-- begin DATA SHOWN --

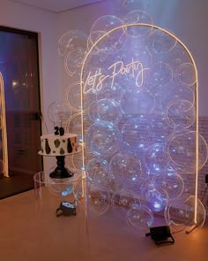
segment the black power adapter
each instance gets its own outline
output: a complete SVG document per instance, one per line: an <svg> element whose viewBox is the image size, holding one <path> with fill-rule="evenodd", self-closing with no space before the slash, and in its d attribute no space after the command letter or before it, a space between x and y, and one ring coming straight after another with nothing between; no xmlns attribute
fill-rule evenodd
<svg viewBox="0 0 208 261"><path fill-rule="evenodd" d="M145 235L150 235L156 245L174 244L175 242L168 226L150 227L150 233Z"/></svg>

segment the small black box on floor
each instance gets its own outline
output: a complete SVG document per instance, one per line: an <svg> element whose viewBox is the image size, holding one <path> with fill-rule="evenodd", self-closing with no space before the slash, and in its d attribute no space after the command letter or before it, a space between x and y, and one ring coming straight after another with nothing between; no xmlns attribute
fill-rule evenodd
<svg viewBox="0 0 208 261"><path fill-rule="evenodd" d="M147 233L145 235L150 235L156 245L167 245L175 242L168 226L151 227L150 233Z"/></svg>

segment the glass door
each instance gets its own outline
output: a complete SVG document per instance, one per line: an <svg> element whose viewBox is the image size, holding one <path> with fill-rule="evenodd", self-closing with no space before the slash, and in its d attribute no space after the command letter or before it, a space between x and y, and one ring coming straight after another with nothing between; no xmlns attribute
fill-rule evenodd
<svg viewBox="0 0 208 261"><path fill-rule="evenodd" d="M42 159L38 155L41 130L38 65L38 35L0 27L9 176L27 179L28 188L33 187L33 174L42 170Z"/></svg>

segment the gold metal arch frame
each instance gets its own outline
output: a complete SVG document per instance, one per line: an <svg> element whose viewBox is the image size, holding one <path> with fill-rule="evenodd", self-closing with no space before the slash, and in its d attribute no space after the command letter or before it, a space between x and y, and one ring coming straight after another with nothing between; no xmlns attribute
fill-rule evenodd
<svg viewBox="0 0 208 261"><path fill-rule="evenodd" d="M3 80L1 72L0 72L0 98L1 98L0 120L1 120L1 131L2 131L3 173L5 177L9 177L4 85L4 80Z"/></svg>
<svg viewBox="0 0 208 261"><path fill-rule="evenodd" d="M178 39L175 35L173 35L171 32L161 28L158 26L151 25L151 24L145 24L145 23L130 23L127 25L123 25L121 27L113 28L112 30L107 32L105 35L103 35L100 38L99 38L94 44L91 47L91 49L88 50L82 65L81 68L81 75L80 75L80 88L81 88L81 120L82 120L82 140L83 140L83 150L82 150L82 162L83 162L83 169L85 169L85 138L84 138L84 134L85 134L85 129L84 129L84 93L83 93L83 88L84 88L84 71L85 71L85 65L87 60L87 58L94 49L94 47L100 42L102 40L105 39L105 37L108 37L110 34L119 30L119 29L123 29L123 33L128 27L150 27L151 29L159 29L163 33L166 33L169 36L173 37L186 50L187 54L189 55L190 61L192 65L194 65L194 70L196 73L196 89L195 89L195 104L196 104L196 175L195 175L195 211L194 211L194 222L197 224L197 187L198 187L198 78L197 78L197 70L196 66L196 63L194 61L194 58L189 52L189 49L186 47L186 45L180 40Z"/></svg>

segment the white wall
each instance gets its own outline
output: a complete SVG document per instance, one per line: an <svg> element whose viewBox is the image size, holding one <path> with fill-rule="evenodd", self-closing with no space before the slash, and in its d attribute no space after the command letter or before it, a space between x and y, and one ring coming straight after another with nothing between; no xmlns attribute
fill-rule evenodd
<svg viewBox="0 0 208 261"><path fill-rule="evenodd" d="M70 29L82 30L89 34L91 27L100 16L107 14L121 16L123 2L123 0L103 0L100 3L61 12L58 14L59 37ZM150 14L155 25L175 33L192 53L199 77L199 115L208 116L206 105L208 97L208 73L206 72L208 1L135 0L134 2L137 3L135 5L137 9ZM64 88L70 85L73 79L63 73L60 81L60 85L64 91Z"/></svg>
<svg viewBox="0 0 208 261"><path fill-rule="evenodd" d="M56 16L40 9L11 1L0 1L0 25L39 33L41 111L59 96ZM47 120L47 126L50 128ZM43 132L44 124L42 124ZM40 141L41 142L41 141ZM48 159L44 159L47 165Z"/></svg>

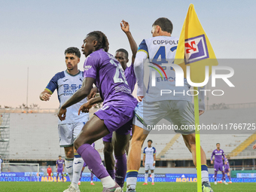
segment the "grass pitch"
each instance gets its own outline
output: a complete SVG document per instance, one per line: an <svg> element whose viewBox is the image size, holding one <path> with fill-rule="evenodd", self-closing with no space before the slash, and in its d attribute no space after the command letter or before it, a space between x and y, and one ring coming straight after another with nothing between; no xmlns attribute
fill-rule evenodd
<svg viewBox="0 0 256 192"><path fill-rule="evenodd" d="M1 192L62 192L68 188L70 182L0 182ZM233 183L228 185L211 184L215 192L248 192L256 191L254 183ZM125 188L126 189L126 188ZM81 192L101 192L102 184L95 182L95 185L90 185L90 182L81 182L80 185ZM197 183L155 183L151 185L142 185L142 182L137 183L137 192L170 192L170 191L197 191Z"/></svg>

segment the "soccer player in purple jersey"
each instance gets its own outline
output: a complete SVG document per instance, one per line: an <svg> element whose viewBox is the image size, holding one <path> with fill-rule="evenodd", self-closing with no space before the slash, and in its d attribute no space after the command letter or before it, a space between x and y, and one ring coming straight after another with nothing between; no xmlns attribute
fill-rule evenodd
<svg viewBox="0 0 256 192"><path fill-rule="evenodd" d="M137 53L138 46L136 44L136 42L134 41L133 35L130 31L130 25L128 22L122 20L122 23L120 23L121 29L124 32L124 33L126 35L130 46L132 50L133 53L133 57L132 57L132 64L130 66L127 66L127 62L129 62L129 55L127 50L125 49L118 49L115 52L114 57L117 59L117 60L121 64L122 68L124 71L124 75L126 77L126 79L127 81L129 87L131 90L131 92L133 93L134 90L134 86L136 84L136 78L134 73L134 69L133 69L133 63L135 56ZM96 92L98 91L98 89L93 88L92 89L90 96L87 97L88 100L91 99L92 96L95 96ZM94 99L93 99L92 100L88 101L88 105L90 105L90 102L93 102ZM98 99L99 102L102 102L102 100L100 100L99 98ZM128 124L128 126L130 126L130 130L132 129L132 125ZM108 174L111 176L113 179L115 178L115 181L121 187L123 187L124 183L124 178L125 178L125 174L124 174L124 169L126 169L126 157L124 154L123 151L115 151L115 159L116 159L116 172L114 172L114 159L113 156L113 145L112 145L112 133L109 133L108 135L105 136L102 138L103 144L104 144L104 159L105 159L105 163L107 169L107 171ZM115 142L115 141L113 141ZM126 148L126 151L128 153L129 149L129 142ZM122 167L123 166L123 167ZM115 175L117 177L115 178Z"/></svg>
<svg viewBox="0 0 256 192"><path fill-rule="evenodd" d="M56 161L56 171L57 172L56 182L58 182L59 173L62 175L62 182L64 182L63 172L64 172L65 161L61 159L61 155L59 156L59 160Z"/></svg>
<svg viewBox="0 0 256 192"><path fill-rule="evenodd" d="M215 184L217 184L217 173L218 170L220 170L222 172L222 179L224 180L224 183L225 184L227 184L226 182L226 178L225 178L225 173L224 171L224 166L223 166L223 161L222 161L222 157L223 158L225 158L224 152L222 149L220 148L221 144L217 143L216 144L217 148L215 149L212 151L212 157L211 157L211 163L213 164L212 157L215 156ZM219 181L220 183L222 183L222 181Z"/></svg>
<svg viewBox="0 0 256 192"><path fill-rule="evenodd" d="M91 145L94 148L95 148L95 143L93 142ZM80 178L79 178L79 182L78 182L78 185L81 184L81 178L82 177L82 173L84 170L84 168L87 166L87 163L85 162L84 162L84 165L83 165L83 168L82 168L82 171L81 172L81 175L80 175ZM90 184L91 185L95 185L95 184L93 183L93 173L92 172L90 172Z"/></svg>
<svg viewBox="0 0 256 192"><path fill-rule="evenodd" d="M65 120L67 108L87 97L93 84L99 88L100 96L104 100L103 106L84 126L75 142L75 147L89 169L101 180L102 192L119 192L121 187L109 175L99 152L90 145L114 132L118 143L116 146L119 148L114 150L122 151L129 141L130 133L128 127L122 126L128 122L132 123L138 102L131 94L120 62L107 53L108 45L107 37L102 32L95 31L87 35L82 45L82 52L87 57L82 87L61 106L57 114L61 120ZM88 109L82 107L80 111L87 112Z"/></svg>
<svg viewBox="0 0 256 192"><path fill-rule="evenodd" d="M224 158L224 172L227 174L228 178L230 179L230 181L228 183L232 183L231 177L230 177L230 163L228 163L228 160L225 155Z"/></svg>

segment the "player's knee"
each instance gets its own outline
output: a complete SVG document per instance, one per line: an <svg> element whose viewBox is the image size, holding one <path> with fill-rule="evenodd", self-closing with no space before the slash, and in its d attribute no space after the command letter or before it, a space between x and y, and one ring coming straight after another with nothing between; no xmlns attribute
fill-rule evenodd
<svg viewBox="0 0 256 192"><path fill-rule="evenodd" d="M113 146L110 142L105 142L104 145L103 153L105 154L108 154L113 153Z"/></svg>
<svg viewBox="0 0 256 192"><path fill-rule="evenodd" d="M81 142L78 141L78 139L76 139L74 142L74 146L75 146L75 150L78 150L79 147L82 145L83 144Z"/></svg>

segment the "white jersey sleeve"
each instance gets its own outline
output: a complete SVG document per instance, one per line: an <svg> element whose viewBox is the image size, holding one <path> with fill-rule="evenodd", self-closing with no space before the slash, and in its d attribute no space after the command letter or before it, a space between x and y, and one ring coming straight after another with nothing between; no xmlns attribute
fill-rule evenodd
<svg viewBox="0 0 256 192"><path fill-rule="evenodd" d="M134 72L137 79L138 90L137 96L145 96L146 92L146 87L143 82L144 78L144 60L147 59L148 55L145 52L138 51L136 57L134 61Z"/></svg>

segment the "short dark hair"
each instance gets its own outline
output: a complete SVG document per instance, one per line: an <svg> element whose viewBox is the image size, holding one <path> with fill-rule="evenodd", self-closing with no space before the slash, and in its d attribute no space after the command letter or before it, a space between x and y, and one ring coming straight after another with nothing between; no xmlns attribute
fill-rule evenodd
<svg viewBox="0 0 256 192"><path fill-rule="evenodd" d="M172 23L166 17L160 17L157 20L156 20L156 21L154 22L152 26L159 26L162 29L162 31L163 32L167 32L171 34L172 32L173 29Z"/></svg>
<svg viewBox="0 0 256 192"><path fill-rule="evenodd" d="M119 50L117 50L116 52L123 52L125 54L125 56L126 57L126 59L128 59L128 56L129 56L128 51L126 50L125 49L120 48Z"/></svg>
<svg viewBox="0 0 256 192"><path fill-rule="evenodd" d="M94 31L87 34L87 36L93 36L97 41L95 50L103 49L105 52L108 51L109 43L107 36L100 31Z"/></svg>
<svg viewBox="0 0 256 192"><path fill-rule="evenodd" d="M66 55L66 53L72 53L72 54L74 54L74 55L78 56L78 58L81 57L80 50L79 50L78 48L77 48L77 47L71 47L67 48L67 49L65 50L65 55Z"/></svg>

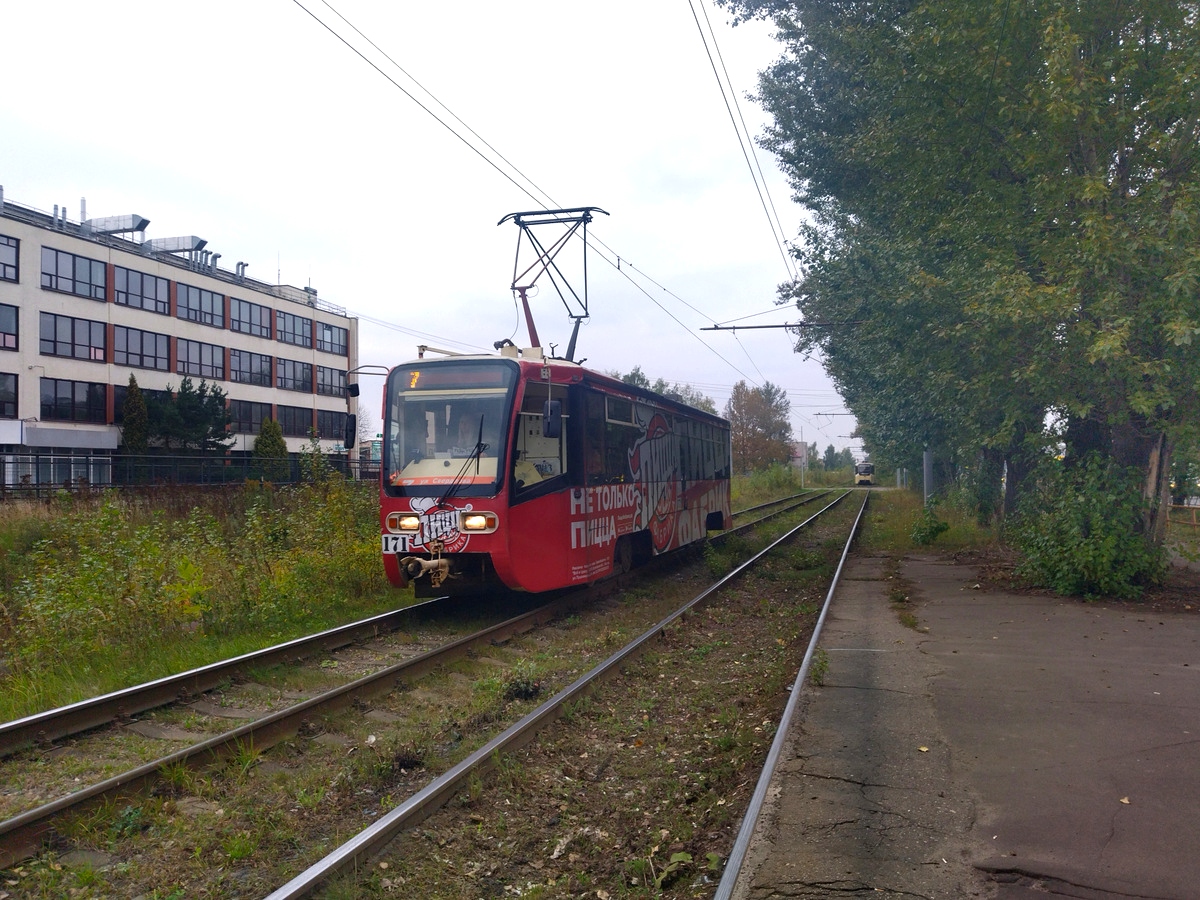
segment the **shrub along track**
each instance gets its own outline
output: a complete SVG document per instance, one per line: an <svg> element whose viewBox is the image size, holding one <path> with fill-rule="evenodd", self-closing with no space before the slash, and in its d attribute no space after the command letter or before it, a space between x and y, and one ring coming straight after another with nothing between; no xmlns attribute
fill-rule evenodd
<svg viewBox="0 0 1200 900"><path fill-rule="evenodd" d="M811 499L811 496L808 498ZM764 506L774 504L764 504ZM756 508L757 509L757 508ZM743 512L750 512L750 510L744 510ZM425 613L428 617L430 613ZM559 612L560 614L560 612ZM545 620L550 618L545 612L540 614L539 620ZM528 628L532 625L522 625L520 628L514 628L511 624L508 631L516 631L521 628ZM379 624L372 625L376 631L382 630ZM361 629L360 629L361 630ZM344 636L342 636L344 637ZM334 638L329 635L323 638L326 644L341 646L346 643L346 640ZM257 678L250 683L244 683L240 685L227 684L224 690L218 691L216 696L210 696L206 698L206 703L197 704L199 712L192 707L176 707L174 709L167 709L154 716L143 716L142 721L136 724L140 727L140 731L146 734L154 734L155 737L142 737L139 734L128 736L131 742L125 749L113 750L104 748L106 738L103 736L112 733L125 733L125 728L107 730L102 732L95 732L82 739L76 739L70 742L70 745L60 744L58 748L52 748L47 750L41 748L34 751L26 751L25 754L18 755L17 757L8 760L5 763L5 786L4 792L6 797L0 798L0 810L5 810L5 815L12 815L11 808L13 805L24 804L29 805L29 798L34 797L35 800L41 796L54 796L56 793L64 793L66 791L76 791L77 793L90 793L92 797L100 797L103 802L101 809L96 812L77 816L74 820L74 826L67 828L67 833L73 833L77 835L83 835L89 839L94 839L104 830L106 818L112 818L114 812L119 823L118 836L127 838L132 832L138 832L152 821L154 816L146 811L144 806L139 805L121 805L124 802L118 802L115 794L121 788L128 788L130 786L140 785L144 781L151 781L158 776L166 776L167 782L172 785L170 790L160 790L160 797L180 793L186 791L192 791L193 793L218 793L218 781L216 773L196 773L188 768L188 760L193 760L197 756L197 751L188 751L187 749L176 751L167 757L166 764L163 764L161 754L161 740L156 738L166 738L168 740L181 742L191 737L196 739L196 732L211 732L220 731L221 727L227 726L215 726L214 722L218 722L222 715L234 714L236 715L239 710L245 707L258 707L258 714L260 715L264 707L270 707L274 704L287 704L288 702L294 702L296 694L312 695L318 692L316 685L316 678L313 672L334 674L338 680L348 680L350 677L358 674L360 671L368 668L379 668L384 662L394 658L397 653L400 655L414 656L422 649L424 644L427 644L433 638L431 636L420 636L420 643L414 644L414 637L409 632L401 632L397 637L390 641L376 641L366 647L359 646L343 650L337 654L337 659L332 659L329 655L323 656L319 660L319 665L311 666L307 670L307 674L302 674L292 670L287 673L264 673L264 672L252 672L250 677ZM439 636L439 640L445 640L444 634ZM494 640L494 635L493 635ZM466 643L464 638L463 643ZM480 643L478 636L475 644ZM390 644L390 646L385 646ZM290 646L289 646L290 647ZM272 648L277 650L278 648ZM292 656L298 655L296 648L292 647L289 650ZM287 655L287 654L283 654ZM432 654L422 654L422 658ZM277 659L278 653L275 654L272 659ZM262 666L268 665L266 661L260 662ZM424 668L430 668L433 662L427 662ZM246 664L244 662L241 668L245 670ZM302 671L301 671L302 672ZM408 672L406 676L410 677L413 673ZM265 677L259 677L265 676ZM206 677L211 679L212 673L208 672ZM228 677L228 676L227 676ZM242 676L244 678L246 676ZM390 682L386 682L388 686L395 685L398 676L392 677ZM385 679L386 680L386 679ZM192 682L194 683L194 682ZM461 684L458 685L462 686ZM160 686L161 692L161 686ZM379 688L376 688L376 692ZM460 691L461 692L461 691ZM342 703L344 706L347 697L352 696L353 691L342 692ZM462 700L460 697L460 700ZM360 708L365 708L365 701L355 701ZM467 700L468 704L472 702ZM486 702L486 698L485 698ZM222 706L223 704L223 706ZM118 704L119 706L119 704ZM266 731L262 737L256 738L252 731L252 726L244 726L233 732L224 732L217 734L205 742L205 745L200 746L202 754L206 755L206 758L218 758L223 757L226 760L224 766L234 773L235 780L245 780L248 773L258 772L259 769L270 772L272 770L272 763L270 761L263 762L258 766L260 761L260 754L264 745L269 745L275 740L281 739L281 737L290 737L298 731L298 722L300 722L299 728L308 738L314 738L311 742L304 743L316 743L326 744L334 748L334 756L337 755L340 750L347 750L346 742L332 732L325 733L326 728L330 726L322 724L320 719L323 716L332 715L332 713L323 713L317 708L317 704L310 702L307 704L301 704L301 707L308 706L310 708L305 710L301 708L299 712L292 710L290 713L283 710L282 713L275 713L269 719L276 720L272 725L268 722ZM305 715L310 718L304 718ZM290 716L290 718L289 718ZM486 718L486 715L485 715ZM151 722L154 719L156 721ZM302 722L301 722L302 719ZM149 726L149 727L146 727ZM334 730L336 731L336 730ZM191 732L191 736L188 734ZM16 733L16 732L10 732ZM458 742L455 742L458 743ZM368 746L373 746L374 742L368 742ZM420 766L424 761L427 748L420 745L420 742L410 742L412 746L408 749L401 748L396 754L395 760L403 762L406 758L410 757L410 761L415 766ZM347 752L353 754L355 748L353 744L349 746ZM382 748L376 748L376 754L378 755ZM451 754L452 755L452 754ZM70 758L68 758L70 757ZM82 760L79 758L82 757ZM133 762L131 762L131 760ZM112 772L120 772L121 767L127 767L130 764L142 763L142 772L124 772L121 774L114 775L108 779L109 784L96 790L80 792L79 785L89 784L97 780L97 778L103 778L110 775ZM194 764L194 763L193 763ZM370 767L368 767L370 768ZM401 766L400 768L404 768ZM318 794L323 794L324 791L317 791ZM301 790L298 794L300 808L302 809L305 802L311 802L311 797L317 794L308 794L306 791ZM193 798L194 800L196 798ZM185 812L203 812L208 809L206 802L188 802L187 798L181 798L180 809ZM92 800L95 804L95 800ZM53 821L62 811L67 810L70 802L61 799L50 804L59 809L48 810L47 808L41 808L43 816L32 816L35 820L30 830L25 833L25 838L34 836L46 830L46 824ZM151 806L155 804L151 803ZM169 805L169 802L168 804ZM217 808L220 809L220 806ZM29 811L24 814L24 817L29 817ZM4 830L4 826L8 826L10 822L2 823L0 830ZM11 838L17 829L10 829L10 834L6 838ZM108 830L112 832L112 823L109 823ZM84 844L97 844L95 840L84 840ZM108 844L109 847L116 847L120 845L121 840L112 840L109 838L107 841L98 841L100 844ZM230 848L227 856L230 859L240 858L241 840L230 840ZM60 842L60 847L66 845ZM108 864L104 857L96 857L94 854L84 854L84 869L89 866ZM13 857L17 858L17 857ZM53 859L48 857L47 859ZM68 857L70 859L70 857ZM56 865L56 864L54 864ZM24 876L28 872L37 871L37 864L32 866L25 866L18 870L16 878L8 878L8 881L14 881L20 884ZM50 871L62 871L62 869L52 868ZM84 876L86 881L90 876ZM41 878L29 882L28 887L35 887ZM59 880L61 881L61 878ZM103 880L102 880L103 881ZM8 887L14 887L10 884ZM2 896L4 888L0 888L0 896ZM218 894L222 892L217 892ZM54 895L53 889L46 895Z"/></svg>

-- end DATA SHOWN --

Please report how many lines in the items above contain the string "black", with case counting, and give only the number.

RESULT FOR THIS TASK:
2